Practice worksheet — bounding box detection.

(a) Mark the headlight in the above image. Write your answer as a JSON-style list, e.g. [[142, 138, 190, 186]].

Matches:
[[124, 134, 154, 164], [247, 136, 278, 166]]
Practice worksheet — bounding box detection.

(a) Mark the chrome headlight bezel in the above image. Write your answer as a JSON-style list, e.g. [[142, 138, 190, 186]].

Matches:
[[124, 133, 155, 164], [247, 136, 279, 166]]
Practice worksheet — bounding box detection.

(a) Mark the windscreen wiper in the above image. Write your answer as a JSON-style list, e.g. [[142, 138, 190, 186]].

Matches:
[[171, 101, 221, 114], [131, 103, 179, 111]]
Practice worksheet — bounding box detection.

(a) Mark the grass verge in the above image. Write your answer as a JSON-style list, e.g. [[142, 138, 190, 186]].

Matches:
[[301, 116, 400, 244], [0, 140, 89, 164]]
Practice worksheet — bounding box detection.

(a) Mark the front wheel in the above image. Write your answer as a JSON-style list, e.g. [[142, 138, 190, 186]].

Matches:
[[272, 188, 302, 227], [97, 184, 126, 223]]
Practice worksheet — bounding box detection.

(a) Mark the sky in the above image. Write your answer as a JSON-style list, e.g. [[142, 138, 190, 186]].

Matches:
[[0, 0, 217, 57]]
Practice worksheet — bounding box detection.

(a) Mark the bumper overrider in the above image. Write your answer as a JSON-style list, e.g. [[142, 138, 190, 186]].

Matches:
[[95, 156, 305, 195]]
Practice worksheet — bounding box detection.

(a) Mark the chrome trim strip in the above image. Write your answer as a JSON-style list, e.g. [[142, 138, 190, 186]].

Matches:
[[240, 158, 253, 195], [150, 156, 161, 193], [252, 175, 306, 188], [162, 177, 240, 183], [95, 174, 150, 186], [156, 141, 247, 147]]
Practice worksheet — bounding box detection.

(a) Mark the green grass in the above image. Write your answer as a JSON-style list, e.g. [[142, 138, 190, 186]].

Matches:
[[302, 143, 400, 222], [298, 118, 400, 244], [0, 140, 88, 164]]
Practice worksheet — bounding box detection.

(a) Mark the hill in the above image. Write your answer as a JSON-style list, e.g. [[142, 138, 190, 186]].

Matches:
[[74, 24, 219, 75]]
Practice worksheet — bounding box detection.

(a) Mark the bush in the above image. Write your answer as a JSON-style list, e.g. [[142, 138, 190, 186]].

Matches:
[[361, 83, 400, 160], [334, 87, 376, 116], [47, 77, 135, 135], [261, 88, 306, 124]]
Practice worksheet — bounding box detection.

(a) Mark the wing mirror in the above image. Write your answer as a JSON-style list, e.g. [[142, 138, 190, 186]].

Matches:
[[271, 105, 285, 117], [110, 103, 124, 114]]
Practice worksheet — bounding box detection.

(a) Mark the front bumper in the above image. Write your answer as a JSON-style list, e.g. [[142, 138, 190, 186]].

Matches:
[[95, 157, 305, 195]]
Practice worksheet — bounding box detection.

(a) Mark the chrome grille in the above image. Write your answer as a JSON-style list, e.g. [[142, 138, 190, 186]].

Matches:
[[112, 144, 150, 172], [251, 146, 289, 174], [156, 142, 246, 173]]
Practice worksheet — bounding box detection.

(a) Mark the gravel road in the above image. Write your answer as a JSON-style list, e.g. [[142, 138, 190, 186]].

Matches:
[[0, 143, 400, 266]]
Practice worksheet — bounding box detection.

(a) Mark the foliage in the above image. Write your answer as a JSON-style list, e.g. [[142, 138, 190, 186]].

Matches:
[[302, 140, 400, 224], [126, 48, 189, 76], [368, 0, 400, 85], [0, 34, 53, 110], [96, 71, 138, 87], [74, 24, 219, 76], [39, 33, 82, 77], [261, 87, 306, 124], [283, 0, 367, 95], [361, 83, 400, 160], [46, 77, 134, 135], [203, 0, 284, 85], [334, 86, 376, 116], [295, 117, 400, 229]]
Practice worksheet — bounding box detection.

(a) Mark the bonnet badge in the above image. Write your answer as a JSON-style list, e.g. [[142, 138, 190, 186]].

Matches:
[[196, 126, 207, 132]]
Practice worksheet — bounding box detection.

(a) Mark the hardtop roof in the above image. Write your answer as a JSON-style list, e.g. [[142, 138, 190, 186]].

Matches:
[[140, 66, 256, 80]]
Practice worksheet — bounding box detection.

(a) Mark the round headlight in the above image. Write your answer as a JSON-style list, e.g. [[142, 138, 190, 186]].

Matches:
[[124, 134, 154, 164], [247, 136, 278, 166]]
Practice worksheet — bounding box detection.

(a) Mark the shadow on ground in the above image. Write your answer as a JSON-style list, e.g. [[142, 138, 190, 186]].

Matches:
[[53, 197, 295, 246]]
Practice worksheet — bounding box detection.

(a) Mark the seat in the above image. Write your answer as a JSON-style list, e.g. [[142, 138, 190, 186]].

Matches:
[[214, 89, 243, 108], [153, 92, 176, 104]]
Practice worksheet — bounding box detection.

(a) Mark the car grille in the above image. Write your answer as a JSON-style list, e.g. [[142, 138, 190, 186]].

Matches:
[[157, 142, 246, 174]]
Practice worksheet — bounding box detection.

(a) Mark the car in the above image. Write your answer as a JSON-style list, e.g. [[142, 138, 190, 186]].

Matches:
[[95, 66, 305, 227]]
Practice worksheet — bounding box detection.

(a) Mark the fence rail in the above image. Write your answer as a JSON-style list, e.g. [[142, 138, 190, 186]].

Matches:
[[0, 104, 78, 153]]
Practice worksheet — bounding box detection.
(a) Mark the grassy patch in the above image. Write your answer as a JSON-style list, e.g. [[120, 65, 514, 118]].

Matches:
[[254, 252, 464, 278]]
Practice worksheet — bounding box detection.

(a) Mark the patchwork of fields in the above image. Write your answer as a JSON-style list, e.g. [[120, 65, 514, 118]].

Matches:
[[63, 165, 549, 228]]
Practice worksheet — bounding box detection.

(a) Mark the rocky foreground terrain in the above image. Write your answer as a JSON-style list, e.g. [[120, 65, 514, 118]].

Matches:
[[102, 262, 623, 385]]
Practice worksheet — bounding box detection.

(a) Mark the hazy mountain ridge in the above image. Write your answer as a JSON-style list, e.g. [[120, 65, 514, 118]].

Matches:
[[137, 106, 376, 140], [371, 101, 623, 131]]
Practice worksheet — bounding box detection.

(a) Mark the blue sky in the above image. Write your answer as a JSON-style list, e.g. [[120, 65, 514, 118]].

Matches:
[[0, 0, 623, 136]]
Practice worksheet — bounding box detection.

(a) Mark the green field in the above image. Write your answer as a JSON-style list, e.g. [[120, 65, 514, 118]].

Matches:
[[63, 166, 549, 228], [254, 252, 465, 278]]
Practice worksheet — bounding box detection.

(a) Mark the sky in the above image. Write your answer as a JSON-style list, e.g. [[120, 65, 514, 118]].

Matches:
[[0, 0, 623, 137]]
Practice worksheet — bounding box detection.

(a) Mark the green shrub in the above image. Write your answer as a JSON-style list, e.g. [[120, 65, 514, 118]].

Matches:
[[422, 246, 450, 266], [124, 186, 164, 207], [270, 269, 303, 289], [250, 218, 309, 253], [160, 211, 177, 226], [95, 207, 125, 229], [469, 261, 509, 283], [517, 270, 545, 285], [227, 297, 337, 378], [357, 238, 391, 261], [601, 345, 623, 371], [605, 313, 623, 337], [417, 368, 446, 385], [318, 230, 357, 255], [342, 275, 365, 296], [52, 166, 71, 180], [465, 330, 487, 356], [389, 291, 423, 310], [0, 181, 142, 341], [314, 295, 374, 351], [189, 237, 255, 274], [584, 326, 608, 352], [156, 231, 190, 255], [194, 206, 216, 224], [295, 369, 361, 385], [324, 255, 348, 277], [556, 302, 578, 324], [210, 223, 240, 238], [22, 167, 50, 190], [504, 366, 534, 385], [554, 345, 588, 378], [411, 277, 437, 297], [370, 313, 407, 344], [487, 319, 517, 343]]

- What you will do: Copy out word for word the part of the data that opens with its first line and closes with the line containing "141, 247, 147]]", including both of those lines.

- Exercise solution:
Practice worksheet — bounding box detection.

(a) Mark the headlight in the above image. Write your answer as a JSON-style list, e.g. [[142, 138, 190, 186]].

Matches:
[[124, 134, 154, 164], [247, 136, 278, 166]]
Practice worksheet — bounding box detection.

(a) Mark the chrome headlight bezel in the above image. Write your answer as a JSON-style list, e.g. [[142, 138, 190, 186]].

Matches:
[[124, 133, 155, 164], [247, 136, 279, 166]]
Practice worksheet — bounding box detection.

(a) Mark the windscreen wiper in the above image. Write your answer as a JSON-style list, e.g. [[142, 138, 190, 186]].

Matches:
[[171, 101, 221, 114], [131, 103, 179, 111]]
Practice worksheet — bounding box detection.

(a) Mark the grass verge in the above image. Write your answer as a JSON-style list, e.g. [[142, 138, 190, 186]].

Matches:
[[301, 116, 400, 244], [0, 140, 89, 164]]
Practice worksheet — bounding box detection.

(a) Mark the front wheel in the above image. Write your answer as a JSON-style list, e.g. [[142, 138, 190, 186]].

Matches:
[[272, 188, 302, 227], [97, 184, 126, 223]]
Practice worksheet — bounding box detection.

(a) Mark the sky in the above image. Write your answer as a JSON-style list, e.g. [[142, 138, 190, 186]].

Matches:
[[0, 0, 217, 57]]
Practice worksheet — bounding box detection.

(a) Mark the bumper overrider in the above image. Write your answer as a JSON-style list, e.g. [[142, 138, 190, 186]].

Matches:
[[95, 156, 305, 195]]
Practice worksheet — bounding box detection.

(a) Mark the chrome trim strip in the above image. Write your answer as a JSON-style list, e.g. [[142, 138, 190, 186]].

Matches:
[[240, 158, 253, 195], [150, 156, 161, 193], [252, 175, 306, 188], [162, 177, 240, 183], [95, 174, 150, 186], [156, 141, 247, 147]]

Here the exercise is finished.